_What is needed_.
Write out the lines from the line containing "Performance-review request: for every instance of the tire" through the final line of the listing below, exactly, omitting every other line.

_Data entries_.
• • •

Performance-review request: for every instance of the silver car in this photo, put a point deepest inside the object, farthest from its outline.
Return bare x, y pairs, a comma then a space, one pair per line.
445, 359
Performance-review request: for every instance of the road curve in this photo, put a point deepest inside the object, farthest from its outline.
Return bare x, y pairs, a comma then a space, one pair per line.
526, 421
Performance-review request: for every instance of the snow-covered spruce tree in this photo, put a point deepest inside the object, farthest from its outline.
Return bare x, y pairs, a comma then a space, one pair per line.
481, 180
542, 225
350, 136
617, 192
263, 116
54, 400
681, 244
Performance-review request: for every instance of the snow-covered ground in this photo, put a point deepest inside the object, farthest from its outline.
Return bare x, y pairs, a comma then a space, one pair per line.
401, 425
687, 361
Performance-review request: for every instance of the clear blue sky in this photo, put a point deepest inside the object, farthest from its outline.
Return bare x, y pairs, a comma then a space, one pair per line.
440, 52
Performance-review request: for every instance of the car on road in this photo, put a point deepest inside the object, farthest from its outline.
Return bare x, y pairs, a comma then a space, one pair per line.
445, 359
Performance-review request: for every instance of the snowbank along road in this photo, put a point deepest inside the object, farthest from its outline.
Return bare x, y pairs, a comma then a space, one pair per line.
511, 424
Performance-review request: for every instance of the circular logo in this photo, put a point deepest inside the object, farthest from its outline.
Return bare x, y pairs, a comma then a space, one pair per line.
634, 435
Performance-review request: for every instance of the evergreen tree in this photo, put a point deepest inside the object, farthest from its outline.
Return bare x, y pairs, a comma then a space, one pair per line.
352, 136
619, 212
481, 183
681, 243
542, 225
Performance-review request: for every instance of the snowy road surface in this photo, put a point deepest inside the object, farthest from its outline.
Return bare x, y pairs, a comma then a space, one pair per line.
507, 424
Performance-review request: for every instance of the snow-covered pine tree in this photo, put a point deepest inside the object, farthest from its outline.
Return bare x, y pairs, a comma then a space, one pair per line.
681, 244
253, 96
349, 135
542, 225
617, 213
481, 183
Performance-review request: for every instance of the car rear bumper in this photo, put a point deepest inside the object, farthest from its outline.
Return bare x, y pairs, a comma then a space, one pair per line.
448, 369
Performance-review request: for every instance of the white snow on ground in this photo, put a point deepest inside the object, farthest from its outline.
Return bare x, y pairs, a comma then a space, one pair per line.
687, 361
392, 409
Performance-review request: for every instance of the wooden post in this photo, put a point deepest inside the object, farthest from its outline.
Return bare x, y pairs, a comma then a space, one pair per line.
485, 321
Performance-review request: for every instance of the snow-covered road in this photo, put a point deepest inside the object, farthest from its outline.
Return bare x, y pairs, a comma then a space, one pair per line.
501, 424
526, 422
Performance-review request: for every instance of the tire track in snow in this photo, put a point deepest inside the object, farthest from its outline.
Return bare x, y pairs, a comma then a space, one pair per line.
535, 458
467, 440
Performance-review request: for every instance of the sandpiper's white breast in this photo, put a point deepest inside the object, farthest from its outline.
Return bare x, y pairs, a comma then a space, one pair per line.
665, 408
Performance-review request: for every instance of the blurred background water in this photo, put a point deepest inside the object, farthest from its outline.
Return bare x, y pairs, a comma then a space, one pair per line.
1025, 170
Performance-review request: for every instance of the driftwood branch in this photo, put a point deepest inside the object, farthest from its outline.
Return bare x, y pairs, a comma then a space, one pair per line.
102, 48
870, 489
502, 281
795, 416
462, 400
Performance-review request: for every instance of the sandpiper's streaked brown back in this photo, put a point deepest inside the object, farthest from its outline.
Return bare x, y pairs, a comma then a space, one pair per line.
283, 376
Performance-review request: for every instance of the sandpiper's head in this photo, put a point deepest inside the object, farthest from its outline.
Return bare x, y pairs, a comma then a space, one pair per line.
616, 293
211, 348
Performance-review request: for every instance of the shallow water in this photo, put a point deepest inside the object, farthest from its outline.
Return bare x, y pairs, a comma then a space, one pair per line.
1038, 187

• • •

_The result_.
Performance-review request: for every instance of the tire track in snow in this photo, put a point deepest inside the object, farthest from its outline.
Return bare x, y pairs, a comma then a space, one pair per line.
535, 458
467, 440
Performance-review request: for every instance of the sandpiper's white breast in this photo, put a point deepest inside the object, farthest from its outline.
Return bare x, y pairs, a comma then a space, one pair per line.
665, 408
Performance-review request: for every instance of the blurred background water in this photo, put a point deepest inside the object, farthest from its outline.
Return bare x, y pairs, a comma then a space, one pair per line.
1025, 170
Performance-review request: for every instance of the driftwood branch in this photo, put a point deepest inside the object, farthest from its outline.
Return bare x, y pairs, a comma then a space, one pair per line.
102, 48
870, 489
502, 281
795, 416
462, 400
Performance-review request: for every instance of the sandpiper's streaked brown back in this photo, put a point deepest inside the object, farthest from its outline.
Return bare x, y pairs, a comma then a space, one pair per line.
283, 376
Performance-review request: for every instance of the sandpiper's head in this photo, put a point deepest inside the object, farthest from its outline.
Return bare x, y pairs, a comma then a space, one pair per line.
616, 293
211, 348
Performance-review request: for every instance of the shallow water in this photo, put a point deepest inside the object, farthest from its outline.
Return bare x, y pairs, a comma then a space, one pair per line.
1038, 187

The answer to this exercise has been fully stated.